▶ Text to read:

■ ■ ■ ■ ■

These helper functions assist in initializing the storage engine, flushing the memtable to an SSTable when it reaches its capacity, and recovering the memtable from the write-ahead log during initialization, ensuring durability and maintaining data consistency.

---

MemTable

The MemTable (short for memory table) is an in-memory data structure that stores recently written data before it is flushed to disk. It serves as a write buffer and provides fast write operations.

Dependencies

The implementation requires the following dependencies to be imported from the standard library:

• std::collections::BTreeMap: A balanced binary search tree implementation that stores key-value pairs in sorted order.
• std::io: Provides input/output functionality, including error handling.
• std::sync::{Arc, Mutex}: Provides thread-safe shared ownership(Arc) and mutual exclusion (Mutex) for concurrent access to data.

Constants

The implementation defines the following constants:

DEFAULT_MEMTABLE_CAPACITY

Represents the default maximum size of the MemTable. By default, it is set to 1 gigabyte (1GB).

pub(crate) static DEFAULT_MEMTABLE_CAPACITY: usize = SizeUnit::Gigabytes.to_bytes(1);

DEFAULT_FALSE_POSITIVE_RATE

Represents the default false positive rate for the Bloom filter used in the MemTable. By default, it is set to 0.0001 (0.01%).

pub(crate) static DEFAULT_FALSE_POSITIVE_RATE: f64 = 0.0001;

Structure

The MemTable structure represents the in-memory data structure and contains the following fields:

pub(crate) struct MemTable {
    entries: Arc<Mutex<BTreeMap<Vec<u8>, Vec<u8>>>>,
    entry_count: usize,
    size: usize,
    capacity: usize,
    bloom_filter: BloomFilter,
    size_unit: SizeUnit,
    false_positive_rate: f64,
}

entries

The entries field is of type Arc<Mutex<BTreeMap<Vec<u8>, Vec<u8>>>>. It holds the key-value pairs of the MemTable in sorted order using a BTreeMap. The Arc (Atomic Reference Counting) and Mutex types allow for concurrent access and modification of the entries data structure from multiple threads, ensuring thread safety.

entry_count

The entry_count field is of type usize and represents the number of key-value entries currently stored in the MemTable.

size

The size field is of type usize and represents the current size of the MemTable in bytes. It is updated whenever a new key-value pair is added or removed.

capacity

The capacity field is of type usize and represents the maximum allowed size for the MemTable in bytes. It is used to enforce size limits and trigger flush operations when the MemTable exceeds this capacity.

bloom_filter

The bloom_filter field is of type BloomFilter and is used to probabilistically determine whether a key may exist in the MemTable without accessing the entries map. It helps improve performance by reducing unnecessary lookups in the map.

■ ■ ■ ■ ■

▶ Dataset content:
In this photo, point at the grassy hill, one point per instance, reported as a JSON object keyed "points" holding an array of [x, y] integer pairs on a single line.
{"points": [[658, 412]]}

■ ■ ■ ■ ■

▶ To-do list:
[A] According to the MemTable text, what is the default maximum size of the MemTable?
[B] Copy the MemTable text starting at "The implementation requires" and ending at "in sorted order.", swapping "standard library" for "core library".

▶ Written answers:
[A] 1 gigabyte (1GB)

[B]
The implementation requires the following dependencies to be imported from the core library:

• std::collections::BTreeMap: A balanced binary search tree implementation that stores key-value pairs in sorted order.